> [Work to be completed]: State how many lines of the entries hold the string "background", and nothing more.

================

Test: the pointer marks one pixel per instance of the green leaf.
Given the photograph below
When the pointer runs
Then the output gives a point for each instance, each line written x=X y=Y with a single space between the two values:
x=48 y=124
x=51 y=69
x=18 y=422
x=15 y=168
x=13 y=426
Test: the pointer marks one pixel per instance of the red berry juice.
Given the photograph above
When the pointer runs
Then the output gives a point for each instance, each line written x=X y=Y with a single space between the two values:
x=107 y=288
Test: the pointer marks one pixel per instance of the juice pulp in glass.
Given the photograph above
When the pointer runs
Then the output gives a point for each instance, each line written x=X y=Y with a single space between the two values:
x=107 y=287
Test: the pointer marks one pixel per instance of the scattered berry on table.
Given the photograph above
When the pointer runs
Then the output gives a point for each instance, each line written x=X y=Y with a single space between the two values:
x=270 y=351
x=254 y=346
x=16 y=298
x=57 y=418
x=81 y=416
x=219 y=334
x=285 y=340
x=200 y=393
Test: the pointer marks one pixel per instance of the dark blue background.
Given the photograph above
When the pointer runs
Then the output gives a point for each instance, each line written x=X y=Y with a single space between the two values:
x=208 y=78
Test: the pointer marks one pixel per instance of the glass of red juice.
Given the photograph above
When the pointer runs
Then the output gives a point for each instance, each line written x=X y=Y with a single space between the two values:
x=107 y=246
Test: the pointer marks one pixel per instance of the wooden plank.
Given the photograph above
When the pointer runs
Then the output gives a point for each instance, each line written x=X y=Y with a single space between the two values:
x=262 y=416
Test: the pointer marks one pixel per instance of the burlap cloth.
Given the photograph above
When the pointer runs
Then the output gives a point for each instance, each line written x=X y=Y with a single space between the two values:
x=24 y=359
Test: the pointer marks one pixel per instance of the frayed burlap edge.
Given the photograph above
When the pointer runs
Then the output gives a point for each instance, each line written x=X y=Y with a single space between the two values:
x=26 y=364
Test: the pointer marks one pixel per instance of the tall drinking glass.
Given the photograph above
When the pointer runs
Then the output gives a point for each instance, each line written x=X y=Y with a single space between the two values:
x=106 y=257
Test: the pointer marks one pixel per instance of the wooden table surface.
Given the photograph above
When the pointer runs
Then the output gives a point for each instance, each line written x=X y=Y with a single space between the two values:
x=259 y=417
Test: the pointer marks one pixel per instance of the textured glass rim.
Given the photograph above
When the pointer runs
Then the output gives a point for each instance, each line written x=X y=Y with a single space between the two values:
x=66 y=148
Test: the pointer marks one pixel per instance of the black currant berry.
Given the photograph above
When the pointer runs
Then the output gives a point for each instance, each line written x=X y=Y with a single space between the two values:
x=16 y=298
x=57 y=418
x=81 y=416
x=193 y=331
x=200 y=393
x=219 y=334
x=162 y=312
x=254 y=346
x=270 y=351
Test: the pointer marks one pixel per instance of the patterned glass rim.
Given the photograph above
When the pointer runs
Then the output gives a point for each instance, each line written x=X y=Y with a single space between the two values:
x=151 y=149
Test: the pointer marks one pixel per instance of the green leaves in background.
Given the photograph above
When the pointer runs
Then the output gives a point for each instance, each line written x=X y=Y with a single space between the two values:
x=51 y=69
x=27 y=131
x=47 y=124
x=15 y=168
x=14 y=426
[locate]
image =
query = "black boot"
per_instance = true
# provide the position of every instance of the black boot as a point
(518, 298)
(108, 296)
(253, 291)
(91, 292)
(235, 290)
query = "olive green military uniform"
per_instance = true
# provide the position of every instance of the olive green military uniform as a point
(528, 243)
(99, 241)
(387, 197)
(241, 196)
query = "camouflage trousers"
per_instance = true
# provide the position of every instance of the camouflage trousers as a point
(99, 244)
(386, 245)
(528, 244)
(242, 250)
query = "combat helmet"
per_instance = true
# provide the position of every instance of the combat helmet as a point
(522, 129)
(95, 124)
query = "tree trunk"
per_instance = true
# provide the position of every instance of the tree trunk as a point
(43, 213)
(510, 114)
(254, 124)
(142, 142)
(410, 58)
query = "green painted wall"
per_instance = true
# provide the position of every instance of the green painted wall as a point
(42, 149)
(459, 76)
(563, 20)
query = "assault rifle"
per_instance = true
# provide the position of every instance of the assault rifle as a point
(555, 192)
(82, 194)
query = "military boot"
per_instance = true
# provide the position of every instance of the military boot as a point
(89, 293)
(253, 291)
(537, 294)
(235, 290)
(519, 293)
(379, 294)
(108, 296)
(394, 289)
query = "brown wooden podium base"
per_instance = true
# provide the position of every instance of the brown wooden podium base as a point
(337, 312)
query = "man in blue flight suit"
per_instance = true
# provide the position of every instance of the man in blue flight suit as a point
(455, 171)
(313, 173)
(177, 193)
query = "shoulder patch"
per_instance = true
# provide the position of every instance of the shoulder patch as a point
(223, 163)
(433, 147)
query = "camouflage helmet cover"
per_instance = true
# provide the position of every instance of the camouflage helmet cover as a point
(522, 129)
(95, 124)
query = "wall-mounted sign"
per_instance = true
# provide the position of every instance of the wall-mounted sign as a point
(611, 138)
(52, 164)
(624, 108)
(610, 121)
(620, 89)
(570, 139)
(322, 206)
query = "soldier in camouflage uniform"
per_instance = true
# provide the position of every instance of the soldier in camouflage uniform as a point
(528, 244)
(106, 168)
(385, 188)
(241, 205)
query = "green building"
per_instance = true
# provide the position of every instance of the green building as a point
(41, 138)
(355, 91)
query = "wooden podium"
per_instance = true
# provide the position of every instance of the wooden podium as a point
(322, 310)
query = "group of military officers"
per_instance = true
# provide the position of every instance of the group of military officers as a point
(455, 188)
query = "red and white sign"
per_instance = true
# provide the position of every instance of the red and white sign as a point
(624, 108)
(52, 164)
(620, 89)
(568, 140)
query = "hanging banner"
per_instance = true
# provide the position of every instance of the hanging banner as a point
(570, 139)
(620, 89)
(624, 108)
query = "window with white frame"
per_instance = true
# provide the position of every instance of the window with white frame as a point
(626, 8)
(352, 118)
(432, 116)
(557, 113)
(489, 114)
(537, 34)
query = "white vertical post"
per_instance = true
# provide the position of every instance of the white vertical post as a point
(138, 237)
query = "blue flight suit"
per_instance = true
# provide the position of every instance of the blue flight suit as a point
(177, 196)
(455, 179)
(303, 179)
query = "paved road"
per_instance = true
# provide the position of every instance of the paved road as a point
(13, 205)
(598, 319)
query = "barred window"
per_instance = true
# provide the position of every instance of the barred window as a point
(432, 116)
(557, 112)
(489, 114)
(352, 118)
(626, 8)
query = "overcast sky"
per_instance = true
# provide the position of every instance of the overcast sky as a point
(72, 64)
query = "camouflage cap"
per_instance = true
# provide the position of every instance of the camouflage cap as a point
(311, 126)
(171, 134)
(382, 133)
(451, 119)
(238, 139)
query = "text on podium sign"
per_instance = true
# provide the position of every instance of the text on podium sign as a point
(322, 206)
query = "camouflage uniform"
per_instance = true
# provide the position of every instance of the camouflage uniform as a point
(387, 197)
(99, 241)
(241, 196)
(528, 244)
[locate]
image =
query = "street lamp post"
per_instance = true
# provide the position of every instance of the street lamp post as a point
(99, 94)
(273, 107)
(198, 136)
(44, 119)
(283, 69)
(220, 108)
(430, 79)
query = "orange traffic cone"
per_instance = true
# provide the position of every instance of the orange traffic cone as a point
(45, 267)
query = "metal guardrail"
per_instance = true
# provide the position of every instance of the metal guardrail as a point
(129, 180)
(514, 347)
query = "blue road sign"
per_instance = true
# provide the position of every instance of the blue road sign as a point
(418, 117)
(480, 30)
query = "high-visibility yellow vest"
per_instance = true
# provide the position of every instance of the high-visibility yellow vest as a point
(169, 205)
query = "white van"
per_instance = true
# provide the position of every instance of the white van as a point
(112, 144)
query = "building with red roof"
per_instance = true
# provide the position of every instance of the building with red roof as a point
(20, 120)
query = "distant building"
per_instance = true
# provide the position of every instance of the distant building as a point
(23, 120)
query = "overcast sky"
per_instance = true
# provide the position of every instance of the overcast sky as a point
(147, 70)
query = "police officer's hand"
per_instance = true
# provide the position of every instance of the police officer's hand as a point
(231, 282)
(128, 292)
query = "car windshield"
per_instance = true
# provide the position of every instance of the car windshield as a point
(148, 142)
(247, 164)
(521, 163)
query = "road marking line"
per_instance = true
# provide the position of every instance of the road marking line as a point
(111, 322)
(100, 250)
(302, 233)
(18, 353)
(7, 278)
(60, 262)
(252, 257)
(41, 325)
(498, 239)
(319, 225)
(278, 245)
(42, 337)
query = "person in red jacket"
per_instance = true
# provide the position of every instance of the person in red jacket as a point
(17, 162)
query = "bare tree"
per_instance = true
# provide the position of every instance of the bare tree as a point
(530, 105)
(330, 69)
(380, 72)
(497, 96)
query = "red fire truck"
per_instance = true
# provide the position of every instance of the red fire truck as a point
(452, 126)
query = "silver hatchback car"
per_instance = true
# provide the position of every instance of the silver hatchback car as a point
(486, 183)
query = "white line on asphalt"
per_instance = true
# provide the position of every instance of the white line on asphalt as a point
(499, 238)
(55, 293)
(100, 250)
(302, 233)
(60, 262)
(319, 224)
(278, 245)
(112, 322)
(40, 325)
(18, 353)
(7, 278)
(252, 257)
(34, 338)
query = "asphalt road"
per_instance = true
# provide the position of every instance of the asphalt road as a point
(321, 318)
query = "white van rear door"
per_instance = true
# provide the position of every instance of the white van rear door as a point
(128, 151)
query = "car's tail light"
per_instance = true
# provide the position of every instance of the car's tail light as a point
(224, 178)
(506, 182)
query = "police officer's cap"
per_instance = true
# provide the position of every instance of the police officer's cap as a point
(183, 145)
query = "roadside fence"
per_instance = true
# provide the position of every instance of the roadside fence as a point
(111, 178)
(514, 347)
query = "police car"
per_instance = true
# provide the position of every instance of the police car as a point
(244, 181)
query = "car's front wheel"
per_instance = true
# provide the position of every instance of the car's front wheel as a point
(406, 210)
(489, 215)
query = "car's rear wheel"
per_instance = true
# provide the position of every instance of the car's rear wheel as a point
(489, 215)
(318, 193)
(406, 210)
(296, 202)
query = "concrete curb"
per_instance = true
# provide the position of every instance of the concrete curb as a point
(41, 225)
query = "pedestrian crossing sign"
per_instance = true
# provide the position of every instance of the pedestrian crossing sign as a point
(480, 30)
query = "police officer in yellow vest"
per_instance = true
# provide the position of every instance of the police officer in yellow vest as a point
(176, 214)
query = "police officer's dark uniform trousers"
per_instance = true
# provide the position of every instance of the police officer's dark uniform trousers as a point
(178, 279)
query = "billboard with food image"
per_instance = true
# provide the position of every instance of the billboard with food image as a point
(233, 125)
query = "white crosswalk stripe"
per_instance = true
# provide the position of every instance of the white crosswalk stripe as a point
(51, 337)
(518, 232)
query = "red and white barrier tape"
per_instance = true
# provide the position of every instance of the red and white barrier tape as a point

================

> [Written response]: 2